TASK INSTRUCTIONS: Rewrite the lines starting with the line that contains "Pin the window, one" and going on through the last line, requests included, scaling every coordinate in the answers by 1.3 and rounding each result to a whole number, with halves rounded up. Give only those lines.

DATA FOR THE TASK:
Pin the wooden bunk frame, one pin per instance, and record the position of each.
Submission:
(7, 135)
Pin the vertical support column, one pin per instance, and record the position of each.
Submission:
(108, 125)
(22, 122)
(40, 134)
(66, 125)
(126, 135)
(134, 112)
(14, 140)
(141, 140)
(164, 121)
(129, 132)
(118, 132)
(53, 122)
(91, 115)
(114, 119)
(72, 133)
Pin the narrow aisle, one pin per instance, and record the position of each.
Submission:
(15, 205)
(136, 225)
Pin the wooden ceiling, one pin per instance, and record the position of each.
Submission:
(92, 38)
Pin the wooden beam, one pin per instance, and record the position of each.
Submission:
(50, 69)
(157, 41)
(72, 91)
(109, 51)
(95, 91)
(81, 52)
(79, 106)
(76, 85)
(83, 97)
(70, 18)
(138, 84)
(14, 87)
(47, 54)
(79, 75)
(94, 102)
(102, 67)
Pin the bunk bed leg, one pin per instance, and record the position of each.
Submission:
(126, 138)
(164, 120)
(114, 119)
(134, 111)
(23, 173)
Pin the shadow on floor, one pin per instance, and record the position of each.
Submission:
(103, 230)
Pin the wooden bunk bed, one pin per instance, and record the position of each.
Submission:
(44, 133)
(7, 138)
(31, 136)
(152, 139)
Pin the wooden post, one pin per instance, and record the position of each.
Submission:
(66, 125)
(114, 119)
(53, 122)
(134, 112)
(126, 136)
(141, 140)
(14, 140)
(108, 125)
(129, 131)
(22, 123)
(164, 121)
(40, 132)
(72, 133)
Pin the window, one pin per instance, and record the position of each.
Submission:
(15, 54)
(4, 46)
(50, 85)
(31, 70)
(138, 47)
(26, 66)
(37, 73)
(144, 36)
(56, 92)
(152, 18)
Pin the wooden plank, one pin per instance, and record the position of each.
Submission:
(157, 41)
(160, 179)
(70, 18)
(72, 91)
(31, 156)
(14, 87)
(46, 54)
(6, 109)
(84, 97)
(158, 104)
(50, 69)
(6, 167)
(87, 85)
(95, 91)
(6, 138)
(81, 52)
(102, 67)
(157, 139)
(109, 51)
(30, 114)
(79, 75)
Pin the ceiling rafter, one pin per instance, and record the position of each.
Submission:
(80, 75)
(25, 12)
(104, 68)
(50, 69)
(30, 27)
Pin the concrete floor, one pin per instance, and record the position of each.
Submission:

WORKED SOLUTION:
Pin the window, one pin per instance, and record the position of each.
Submission:
(20, 70)
(5, 60)
(65, 111)
(40, 91)
(179, 61)
(34, 86)
(48, 95)
(187, 47)
(73, 120)
(198, 23)
Pin the wooden plank, one pin per instance, and record the position of each.
Submission:
(204, 53)
(208, 233)
(91, 23)
(94, 118)
(40, 203)
(18, 113)
(60, 70)
(8, 142)
(109, 126)
(205, 135)
(65, 90)
(8, 217)
(113, 111)
(124, 118)
(8, 179)
(105, 68)
(133, 87)
(204, 181)
(142, 66)
(39, 148)
(103, 98)
Pin the ceiling rafter, one pin per instance, and record the position of each.
Submission:
(104, 98)
(33, 16)
(135, 88)
(65, 90)
(39, 35)
Pin the concrete floor, one pin per instance, and record the position of each.
Submission:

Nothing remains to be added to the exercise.